-- Start of TEXT PROVIDED --

# Husband throwing a fit about our son playing in a sport



## Waking up to life (Nov 29, 2012)

My son is a freshman in high school and asked if he could join track. He never participated in school sports before this because my H wouldn't allow it. My H finally agreed to let him run track. Now that practice has started, we found out there is practice every day after school. That means one of us has to pick him up from school after work (he normally rides the bus home). His school is about 15-20 min drive from work and another 20 min drive home. Today our son started telling us about the scheduled meets he'll have to attend. 

My H starts in on his "poor me" drama routine, saying how his life has been turned upside down and he had NO IDEA how much this would involve. He sat with his head in his hands lamenting how much of a hardship this is and starts saying maybe he should just quit school (he's taking an online course and seems to have plenty of time to procrastinate doing that). He's throwing out passive aggressive comments to me basically implying that I'm being lazy by not asking a million questions about the schedule, etc.

-- End of TEXT PROVIDED --
-- Start of DATA EXCERPT --

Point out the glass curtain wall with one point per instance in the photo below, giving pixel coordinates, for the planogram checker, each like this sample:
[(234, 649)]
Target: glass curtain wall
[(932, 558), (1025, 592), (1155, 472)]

-- End of DATA EXCERPT --

WORK INSTRUCTIONS
• A. In the forum post, condense the paragraph that begins "My son is a freshman" into a shorter version that keeps its main facts.
• B. According to the forum post, how long is the drive from work to the son's school?
• C. Retype everything in the forum post from "My H starts" down to "the schedule, etc.".
Work from the forum post alone, not the listing.

EXERCISE RESULTS
• A. My son, a high school freshman, asked to join track, and my husband, who had never let him play school sports, finally agreed. Practice turns out to be every day after school. Instead of the son riding the bus home, one of us must pick him up after work. That means a 15-20 minute drive from work to the school and another 20 minutes home. Today he also told us about the scheduled meets he'll have to attend.

• B. About 15-20 minutes.

• C.
My H starts in on his "poor me" drama routine, saying how his life has been turned upside down and he had NO IDEA how much this would involve. He sat with his head in his hands lamenting how much of a hardship this is and starts saying maybe he should just quit school (he's taking an online course and seems to have plenty of time to procrastinate doing that). He's throwing out passive aggressive comments to me basically implying that I'm being lazy by not asking a million questions about the schedule, etc.